List every line in the entries below that contains the word "white", treating uppercase and lowercase as different.

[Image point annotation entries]
--------------------------------

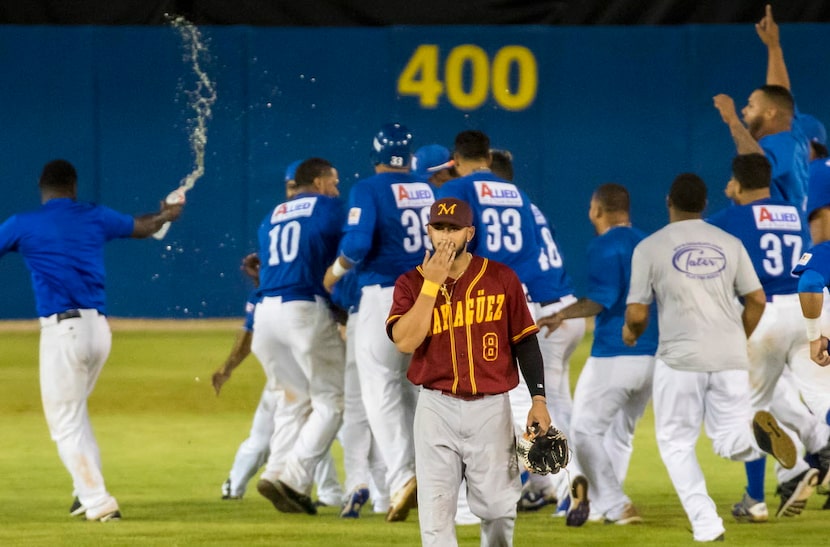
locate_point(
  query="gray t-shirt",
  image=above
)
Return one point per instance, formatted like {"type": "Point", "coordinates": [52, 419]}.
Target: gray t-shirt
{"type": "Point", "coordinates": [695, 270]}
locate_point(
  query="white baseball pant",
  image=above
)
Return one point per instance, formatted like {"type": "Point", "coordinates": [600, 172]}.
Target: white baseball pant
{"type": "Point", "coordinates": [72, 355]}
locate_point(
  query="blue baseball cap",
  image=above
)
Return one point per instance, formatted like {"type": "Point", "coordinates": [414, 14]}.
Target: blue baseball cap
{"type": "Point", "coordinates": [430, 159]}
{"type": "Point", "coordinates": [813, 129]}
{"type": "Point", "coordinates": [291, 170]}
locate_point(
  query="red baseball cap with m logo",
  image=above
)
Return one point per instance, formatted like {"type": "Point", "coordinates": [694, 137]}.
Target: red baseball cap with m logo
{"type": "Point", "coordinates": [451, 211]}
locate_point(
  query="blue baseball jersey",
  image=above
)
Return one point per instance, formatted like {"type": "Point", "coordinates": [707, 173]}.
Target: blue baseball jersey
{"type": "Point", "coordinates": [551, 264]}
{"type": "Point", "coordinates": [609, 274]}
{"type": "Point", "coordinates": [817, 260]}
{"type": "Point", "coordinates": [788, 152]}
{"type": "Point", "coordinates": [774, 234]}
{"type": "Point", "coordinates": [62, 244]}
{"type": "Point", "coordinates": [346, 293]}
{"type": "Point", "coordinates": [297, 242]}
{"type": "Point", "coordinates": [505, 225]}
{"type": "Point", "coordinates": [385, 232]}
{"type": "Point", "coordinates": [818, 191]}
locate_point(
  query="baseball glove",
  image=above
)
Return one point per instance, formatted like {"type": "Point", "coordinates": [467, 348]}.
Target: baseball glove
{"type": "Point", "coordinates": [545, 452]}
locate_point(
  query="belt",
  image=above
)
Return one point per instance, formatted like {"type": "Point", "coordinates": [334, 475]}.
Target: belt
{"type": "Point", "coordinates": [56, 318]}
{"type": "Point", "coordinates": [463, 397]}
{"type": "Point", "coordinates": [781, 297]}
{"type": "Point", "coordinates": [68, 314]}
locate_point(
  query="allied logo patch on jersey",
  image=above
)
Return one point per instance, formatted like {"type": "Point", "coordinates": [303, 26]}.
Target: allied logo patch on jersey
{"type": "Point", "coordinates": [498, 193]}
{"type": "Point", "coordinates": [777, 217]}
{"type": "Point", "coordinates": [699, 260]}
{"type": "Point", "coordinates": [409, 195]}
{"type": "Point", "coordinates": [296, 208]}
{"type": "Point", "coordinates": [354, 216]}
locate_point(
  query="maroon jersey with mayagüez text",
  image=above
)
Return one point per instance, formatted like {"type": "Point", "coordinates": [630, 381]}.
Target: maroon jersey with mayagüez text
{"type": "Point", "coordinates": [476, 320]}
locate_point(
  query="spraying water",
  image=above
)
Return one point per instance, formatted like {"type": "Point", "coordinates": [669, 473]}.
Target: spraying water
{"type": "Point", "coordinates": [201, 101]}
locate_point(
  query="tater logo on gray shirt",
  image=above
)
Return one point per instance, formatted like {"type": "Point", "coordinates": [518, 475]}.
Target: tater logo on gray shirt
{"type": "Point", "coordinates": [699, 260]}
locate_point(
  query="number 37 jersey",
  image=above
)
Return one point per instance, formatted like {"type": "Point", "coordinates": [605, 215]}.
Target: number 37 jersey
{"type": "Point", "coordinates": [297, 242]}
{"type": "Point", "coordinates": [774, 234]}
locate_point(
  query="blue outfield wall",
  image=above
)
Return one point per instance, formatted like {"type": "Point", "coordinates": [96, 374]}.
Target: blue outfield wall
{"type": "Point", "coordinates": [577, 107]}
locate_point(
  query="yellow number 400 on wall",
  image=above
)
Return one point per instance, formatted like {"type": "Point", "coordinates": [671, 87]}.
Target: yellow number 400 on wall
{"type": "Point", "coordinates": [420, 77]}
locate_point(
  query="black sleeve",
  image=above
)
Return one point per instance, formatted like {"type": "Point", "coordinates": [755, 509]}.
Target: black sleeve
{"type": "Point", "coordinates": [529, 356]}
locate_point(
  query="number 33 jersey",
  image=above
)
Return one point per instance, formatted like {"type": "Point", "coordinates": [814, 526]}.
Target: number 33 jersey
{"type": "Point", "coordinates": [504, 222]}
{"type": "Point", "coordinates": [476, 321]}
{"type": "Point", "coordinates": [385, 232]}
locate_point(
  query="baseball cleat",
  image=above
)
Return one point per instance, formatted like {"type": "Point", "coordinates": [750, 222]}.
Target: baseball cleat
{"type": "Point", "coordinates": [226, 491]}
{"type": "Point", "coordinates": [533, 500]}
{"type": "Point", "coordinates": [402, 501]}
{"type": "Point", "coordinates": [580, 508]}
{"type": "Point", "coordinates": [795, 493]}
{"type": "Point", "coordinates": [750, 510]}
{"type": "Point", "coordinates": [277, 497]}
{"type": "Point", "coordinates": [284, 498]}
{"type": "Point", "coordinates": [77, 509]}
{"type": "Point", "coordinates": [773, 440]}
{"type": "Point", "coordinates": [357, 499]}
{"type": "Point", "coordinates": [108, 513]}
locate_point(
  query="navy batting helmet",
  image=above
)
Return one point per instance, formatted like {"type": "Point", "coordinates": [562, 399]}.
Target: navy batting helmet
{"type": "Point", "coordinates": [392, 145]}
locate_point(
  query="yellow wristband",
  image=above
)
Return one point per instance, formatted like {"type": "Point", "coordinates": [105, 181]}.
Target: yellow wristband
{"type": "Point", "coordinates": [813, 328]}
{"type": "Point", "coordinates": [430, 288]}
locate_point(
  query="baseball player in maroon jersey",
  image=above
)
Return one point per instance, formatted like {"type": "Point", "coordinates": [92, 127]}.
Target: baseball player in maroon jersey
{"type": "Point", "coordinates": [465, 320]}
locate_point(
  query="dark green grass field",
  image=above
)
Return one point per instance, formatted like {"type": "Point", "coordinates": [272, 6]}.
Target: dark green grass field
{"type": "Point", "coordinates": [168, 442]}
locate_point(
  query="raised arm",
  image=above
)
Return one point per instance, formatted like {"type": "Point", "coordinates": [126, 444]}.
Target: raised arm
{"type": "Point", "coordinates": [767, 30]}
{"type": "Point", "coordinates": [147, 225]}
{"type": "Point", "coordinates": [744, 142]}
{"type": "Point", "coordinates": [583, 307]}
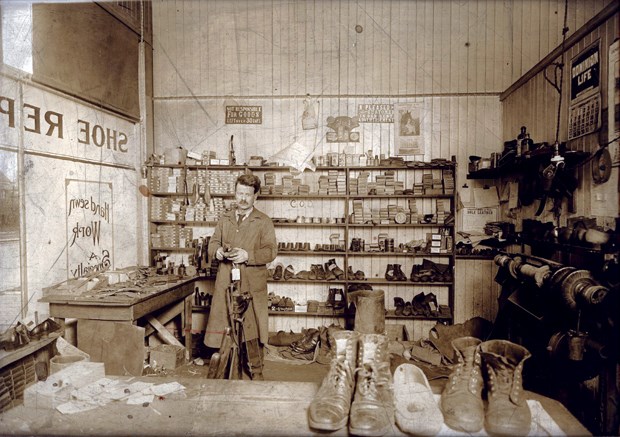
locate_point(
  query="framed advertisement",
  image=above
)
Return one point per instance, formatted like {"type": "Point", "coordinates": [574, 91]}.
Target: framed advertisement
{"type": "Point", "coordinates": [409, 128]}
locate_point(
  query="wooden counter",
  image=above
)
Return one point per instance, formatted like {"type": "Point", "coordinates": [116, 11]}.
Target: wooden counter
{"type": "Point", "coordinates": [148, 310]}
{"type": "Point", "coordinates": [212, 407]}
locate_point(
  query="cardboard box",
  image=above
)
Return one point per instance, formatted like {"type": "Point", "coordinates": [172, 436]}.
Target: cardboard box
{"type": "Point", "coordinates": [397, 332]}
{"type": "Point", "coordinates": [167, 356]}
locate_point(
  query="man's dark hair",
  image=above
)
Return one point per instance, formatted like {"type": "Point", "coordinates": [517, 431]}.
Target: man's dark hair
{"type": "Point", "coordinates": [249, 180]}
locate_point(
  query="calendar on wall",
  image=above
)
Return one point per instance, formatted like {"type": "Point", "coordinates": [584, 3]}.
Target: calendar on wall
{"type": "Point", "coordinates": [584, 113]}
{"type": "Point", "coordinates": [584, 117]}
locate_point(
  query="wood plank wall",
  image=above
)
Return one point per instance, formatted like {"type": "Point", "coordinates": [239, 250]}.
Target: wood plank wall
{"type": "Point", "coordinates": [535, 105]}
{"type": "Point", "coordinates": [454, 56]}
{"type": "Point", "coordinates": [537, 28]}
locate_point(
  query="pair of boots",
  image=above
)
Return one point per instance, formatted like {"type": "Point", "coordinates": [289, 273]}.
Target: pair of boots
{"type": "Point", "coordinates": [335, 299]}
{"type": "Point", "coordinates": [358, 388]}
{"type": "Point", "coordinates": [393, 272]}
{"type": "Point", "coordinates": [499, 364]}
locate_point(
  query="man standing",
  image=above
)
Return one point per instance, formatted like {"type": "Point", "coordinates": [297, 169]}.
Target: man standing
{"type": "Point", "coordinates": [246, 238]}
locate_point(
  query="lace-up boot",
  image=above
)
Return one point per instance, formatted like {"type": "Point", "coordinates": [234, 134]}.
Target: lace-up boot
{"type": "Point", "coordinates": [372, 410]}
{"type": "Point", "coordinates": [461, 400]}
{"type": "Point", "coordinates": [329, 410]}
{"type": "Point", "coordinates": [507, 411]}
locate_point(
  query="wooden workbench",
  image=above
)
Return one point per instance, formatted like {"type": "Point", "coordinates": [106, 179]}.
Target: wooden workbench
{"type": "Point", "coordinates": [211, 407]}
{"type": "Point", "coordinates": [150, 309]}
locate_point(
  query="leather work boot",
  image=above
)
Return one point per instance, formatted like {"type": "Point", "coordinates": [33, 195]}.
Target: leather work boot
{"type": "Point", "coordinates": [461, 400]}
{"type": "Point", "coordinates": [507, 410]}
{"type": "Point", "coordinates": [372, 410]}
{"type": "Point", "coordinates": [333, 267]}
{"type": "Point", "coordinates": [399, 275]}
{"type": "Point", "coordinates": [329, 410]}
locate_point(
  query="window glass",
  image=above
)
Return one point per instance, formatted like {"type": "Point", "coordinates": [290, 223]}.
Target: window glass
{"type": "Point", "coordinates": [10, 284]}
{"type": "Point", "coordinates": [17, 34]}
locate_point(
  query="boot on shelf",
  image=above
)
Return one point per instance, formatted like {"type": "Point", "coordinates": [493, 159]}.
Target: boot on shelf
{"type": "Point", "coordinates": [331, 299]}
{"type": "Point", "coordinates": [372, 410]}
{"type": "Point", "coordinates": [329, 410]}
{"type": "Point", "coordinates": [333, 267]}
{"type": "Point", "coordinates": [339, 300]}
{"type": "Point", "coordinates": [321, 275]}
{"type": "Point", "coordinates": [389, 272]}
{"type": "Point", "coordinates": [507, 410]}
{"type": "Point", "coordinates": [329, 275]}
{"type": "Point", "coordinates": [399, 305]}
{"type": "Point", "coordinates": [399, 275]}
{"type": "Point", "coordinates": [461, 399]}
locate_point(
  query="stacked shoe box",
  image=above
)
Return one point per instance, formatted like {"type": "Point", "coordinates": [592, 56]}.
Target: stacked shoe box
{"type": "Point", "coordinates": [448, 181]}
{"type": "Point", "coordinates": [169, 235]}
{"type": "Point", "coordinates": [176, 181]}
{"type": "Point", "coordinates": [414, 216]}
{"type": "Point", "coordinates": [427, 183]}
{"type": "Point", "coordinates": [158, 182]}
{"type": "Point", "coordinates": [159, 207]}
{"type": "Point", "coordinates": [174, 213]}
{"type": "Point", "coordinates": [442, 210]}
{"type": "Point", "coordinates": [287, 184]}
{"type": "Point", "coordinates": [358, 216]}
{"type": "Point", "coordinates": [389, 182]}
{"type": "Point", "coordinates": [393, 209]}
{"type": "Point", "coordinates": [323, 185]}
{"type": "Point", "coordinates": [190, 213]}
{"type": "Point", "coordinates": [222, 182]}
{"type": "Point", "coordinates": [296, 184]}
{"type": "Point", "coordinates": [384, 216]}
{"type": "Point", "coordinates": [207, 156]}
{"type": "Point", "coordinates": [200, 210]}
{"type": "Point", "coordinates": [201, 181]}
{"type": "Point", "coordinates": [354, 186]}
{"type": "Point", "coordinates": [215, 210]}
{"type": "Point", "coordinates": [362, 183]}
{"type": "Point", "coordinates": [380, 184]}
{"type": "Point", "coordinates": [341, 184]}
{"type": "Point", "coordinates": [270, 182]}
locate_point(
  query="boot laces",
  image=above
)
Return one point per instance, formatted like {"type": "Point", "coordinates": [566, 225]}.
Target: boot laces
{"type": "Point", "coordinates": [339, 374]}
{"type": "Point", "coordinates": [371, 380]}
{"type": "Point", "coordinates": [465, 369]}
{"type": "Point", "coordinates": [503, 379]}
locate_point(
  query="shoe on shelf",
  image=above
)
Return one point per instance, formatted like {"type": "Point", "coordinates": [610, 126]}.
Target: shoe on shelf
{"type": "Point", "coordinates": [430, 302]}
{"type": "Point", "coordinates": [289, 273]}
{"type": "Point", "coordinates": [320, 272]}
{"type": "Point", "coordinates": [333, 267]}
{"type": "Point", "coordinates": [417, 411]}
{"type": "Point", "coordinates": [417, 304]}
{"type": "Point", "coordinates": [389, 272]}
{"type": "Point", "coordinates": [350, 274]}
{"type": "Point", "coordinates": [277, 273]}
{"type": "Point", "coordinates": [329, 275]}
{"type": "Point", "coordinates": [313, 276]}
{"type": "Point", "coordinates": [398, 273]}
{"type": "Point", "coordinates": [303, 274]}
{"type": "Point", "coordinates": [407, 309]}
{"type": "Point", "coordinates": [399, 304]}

--------------------------------

## REPLY TO THE EXERCISE
  query="white baseball pant",
Target: white baseball pant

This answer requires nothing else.